Supplied material |
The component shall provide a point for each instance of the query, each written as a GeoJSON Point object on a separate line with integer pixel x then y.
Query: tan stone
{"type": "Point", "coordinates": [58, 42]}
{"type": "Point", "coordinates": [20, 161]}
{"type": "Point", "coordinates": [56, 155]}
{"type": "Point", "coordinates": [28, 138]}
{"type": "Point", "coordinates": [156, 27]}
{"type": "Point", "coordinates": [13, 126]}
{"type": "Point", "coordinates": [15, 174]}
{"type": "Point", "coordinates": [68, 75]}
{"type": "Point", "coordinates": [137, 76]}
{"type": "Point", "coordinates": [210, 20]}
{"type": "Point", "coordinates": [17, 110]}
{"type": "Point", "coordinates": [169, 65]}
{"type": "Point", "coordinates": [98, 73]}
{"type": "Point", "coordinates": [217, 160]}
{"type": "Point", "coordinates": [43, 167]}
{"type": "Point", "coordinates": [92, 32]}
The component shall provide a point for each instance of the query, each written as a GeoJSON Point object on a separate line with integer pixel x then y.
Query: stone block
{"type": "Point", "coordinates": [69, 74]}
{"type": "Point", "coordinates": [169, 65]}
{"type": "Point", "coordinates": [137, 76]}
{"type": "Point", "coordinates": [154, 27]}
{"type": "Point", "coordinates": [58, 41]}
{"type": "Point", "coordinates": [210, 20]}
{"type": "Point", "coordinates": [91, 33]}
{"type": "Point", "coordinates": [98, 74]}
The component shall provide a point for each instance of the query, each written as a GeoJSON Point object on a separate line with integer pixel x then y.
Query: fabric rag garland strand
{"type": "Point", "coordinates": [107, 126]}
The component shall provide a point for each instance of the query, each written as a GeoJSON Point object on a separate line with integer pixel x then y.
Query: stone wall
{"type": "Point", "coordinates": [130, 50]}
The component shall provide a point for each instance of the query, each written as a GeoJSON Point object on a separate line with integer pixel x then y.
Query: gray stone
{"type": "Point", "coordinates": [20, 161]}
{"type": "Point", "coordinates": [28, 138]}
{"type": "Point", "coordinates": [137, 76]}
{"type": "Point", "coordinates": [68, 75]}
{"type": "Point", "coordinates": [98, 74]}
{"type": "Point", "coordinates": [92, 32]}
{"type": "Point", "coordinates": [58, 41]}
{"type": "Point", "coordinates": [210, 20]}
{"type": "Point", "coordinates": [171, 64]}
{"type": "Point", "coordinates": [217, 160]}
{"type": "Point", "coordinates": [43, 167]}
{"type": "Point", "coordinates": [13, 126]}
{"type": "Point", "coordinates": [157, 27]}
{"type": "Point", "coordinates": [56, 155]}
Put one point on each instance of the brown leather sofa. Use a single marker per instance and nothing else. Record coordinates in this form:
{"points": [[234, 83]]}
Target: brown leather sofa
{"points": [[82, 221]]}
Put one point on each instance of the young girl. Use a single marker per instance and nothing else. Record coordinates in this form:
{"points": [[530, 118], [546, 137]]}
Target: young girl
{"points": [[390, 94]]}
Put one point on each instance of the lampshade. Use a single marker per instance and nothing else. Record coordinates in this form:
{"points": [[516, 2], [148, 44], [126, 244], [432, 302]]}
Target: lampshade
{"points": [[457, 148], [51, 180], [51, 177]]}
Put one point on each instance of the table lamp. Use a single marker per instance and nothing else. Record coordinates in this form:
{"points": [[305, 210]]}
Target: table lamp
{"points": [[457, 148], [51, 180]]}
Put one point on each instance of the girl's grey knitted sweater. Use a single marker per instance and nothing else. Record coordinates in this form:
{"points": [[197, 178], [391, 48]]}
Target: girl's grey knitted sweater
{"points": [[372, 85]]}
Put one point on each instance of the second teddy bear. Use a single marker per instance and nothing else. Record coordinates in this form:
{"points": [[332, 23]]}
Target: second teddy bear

What the task requires | Could you filter the entries above for lines holding the string "second" and copy them?

Task answer |
Put one point on each instance of the second teddy bear. Use a single marker per instance and nothing else. Record coordinates in this form:
Target: second teddy bear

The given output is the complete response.